• Exercise instructions: Read the records below and report each line in which "unit" occurs.

• Information given:
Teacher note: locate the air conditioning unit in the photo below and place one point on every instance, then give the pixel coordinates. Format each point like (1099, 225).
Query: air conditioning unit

---

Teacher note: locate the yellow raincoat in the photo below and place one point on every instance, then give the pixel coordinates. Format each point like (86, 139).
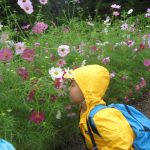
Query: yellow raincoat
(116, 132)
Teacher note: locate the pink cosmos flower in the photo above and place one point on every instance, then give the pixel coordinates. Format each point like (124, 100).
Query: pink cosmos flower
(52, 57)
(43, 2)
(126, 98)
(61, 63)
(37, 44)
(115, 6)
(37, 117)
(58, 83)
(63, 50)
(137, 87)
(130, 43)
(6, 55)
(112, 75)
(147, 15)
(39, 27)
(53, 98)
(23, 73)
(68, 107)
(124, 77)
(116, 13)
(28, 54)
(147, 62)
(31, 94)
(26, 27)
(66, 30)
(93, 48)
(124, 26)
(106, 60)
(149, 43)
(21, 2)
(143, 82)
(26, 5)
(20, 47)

* * *

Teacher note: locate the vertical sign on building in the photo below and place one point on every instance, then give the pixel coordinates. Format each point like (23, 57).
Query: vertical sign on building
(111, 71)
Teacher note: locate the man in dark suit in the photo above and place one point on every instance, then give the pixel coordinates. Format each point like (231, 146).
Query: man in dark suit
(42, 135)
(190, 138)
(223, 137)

• Answer for the task:
Teacher note: locate the air conditioning unit in the photo below and place one point on every instance, then give the pixel coordinates. Format each point like (1099, 225).
Query: air conditioning unit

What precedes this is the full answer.